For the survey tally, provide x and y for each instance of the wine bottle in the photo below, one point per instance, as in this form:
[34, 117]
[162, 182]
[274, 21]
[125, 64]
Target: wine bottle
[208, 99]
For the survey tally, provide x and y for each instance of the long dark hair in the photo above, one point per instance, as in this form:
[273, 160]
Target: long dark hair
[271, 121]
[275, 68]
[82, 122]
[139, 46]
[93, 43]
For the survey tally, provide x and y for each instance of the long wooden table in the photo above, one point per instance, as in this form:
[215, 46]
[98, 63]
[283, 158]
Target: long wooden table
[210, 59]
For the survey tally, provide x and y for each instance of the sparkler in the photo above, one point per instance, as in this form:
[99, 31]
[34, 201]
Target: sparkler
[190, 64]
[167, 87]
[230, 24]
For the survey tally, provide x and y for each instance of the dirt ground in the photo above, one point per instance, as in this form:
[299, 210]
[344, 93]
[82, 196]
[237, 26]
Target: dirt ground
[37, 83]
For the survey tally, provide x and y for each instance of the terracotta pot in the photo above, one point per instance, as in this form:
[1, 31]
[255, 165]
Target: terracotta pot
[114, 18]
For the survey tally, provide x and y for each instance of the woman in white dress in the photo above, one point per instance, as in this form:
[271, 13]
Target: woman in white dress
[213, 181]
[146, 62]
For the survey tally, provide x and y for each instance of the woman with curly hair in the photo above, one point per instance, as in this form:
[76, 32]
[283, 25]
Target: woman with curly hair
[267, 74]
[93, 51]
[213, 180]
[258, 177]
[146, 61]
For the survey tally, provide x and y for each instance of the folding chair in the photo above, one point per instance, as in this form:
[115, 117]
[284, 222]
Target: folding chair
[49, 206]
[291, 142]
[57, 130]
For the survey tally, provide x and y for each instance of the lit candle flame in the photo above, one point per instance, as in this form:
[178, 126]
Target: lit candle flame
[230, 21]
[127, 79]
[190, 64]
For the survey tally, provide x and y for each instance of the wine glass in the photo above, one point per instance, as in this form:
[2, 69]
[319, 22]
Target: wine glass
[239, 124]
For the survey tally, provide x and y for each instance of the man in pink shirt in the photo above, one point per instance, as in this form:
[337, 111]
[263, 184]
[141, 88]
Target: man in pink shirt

**Short exercise:**
Extract every line above exactly as it stands.

**Exercise response:**
For the survey tally, provide x and y for each instance of the wine bottle in the photo below, one point per instance, as in this form:
[34, 117]
[162, 182]
[274, 21]
[125, 64]
Target: wine bottle
[208, 99]
For the survey tally, provide x and y for each instance of the long dark hair in the photo above, one point per instance, as in this form:
[273, 160]
Target: long dark hair
[271, 121]
[275, 68]
[82, 122]
[139, 46]
[93, 43]
For the survey tally, provide x and y for each instance of the long wooden table in the photo above, one point per instance, as in this form:
[215, 46]
[98, 63]
[283, 158]
Target: long wooden table
[210, 59]
For the survey tally, provide x and y for each instance of the sparkler in the photo above, one point per instance, as in this form:
[99, 31]
[34, 201]
Target: sparkler
[190, 64]
[167, 87]
[230, 24]
For the survey tally, provide x and y for each instance of the dirt ground in the photo above, one point per instance, as in this form:
[299, 210]
[344, 93]
[82, 196]
[237, 26]
Target: dirt ground
[37, 83]
For the survey tally, provide x and y for each instance of the terracotta pot in the photo above, one point per instance, as in this form:
[1, 31]
[255, 165]
Target: terracotta pot
[114, 18]
For the survey tally, provide x and y for each instance of the woman in white dress in the photo above, one point per instance, as in this form:
[271, 13]
Target: woman in white dress
[213, 181]
[146, 62]
For the survey tally, provide x and y for each instance of the woman with curly hair in the photo above, one point per instance, as in this form:
[76, 32]
[283, 25]
Target: woman with curly hair
[267, 74]
[93, 51]
[213, 180]
[258, 177]
[146, 61]
For the survey tally, provide x and y for each instance of the folding chair in the photo above, one point per instance, as in this form:
[115, 117]
[284, 222]
Target: folding chair
[49, 206]
[291, 142]
[57, 130]
For the survey tally, provide x and y for each instance of the lit candle flame in the photo above, one point per instance, as in this form:
[178, 126]
Target: lit candle flame
[230, 21]
[127, 79]
[190, 64]
For the survey tally, provide x and y for each instance of the wine glass in the photo above, one point per instance, as in this form:
[2, 69]
[319, 22]
Target: wine glass
[239, 124]
For the survey tally, provide x and y for each instance of the man in pink shirt in the photo above, one point per instance, as in this form:
[337, 111]
[263, 184]
[141, 88]
Target: man in pink shirt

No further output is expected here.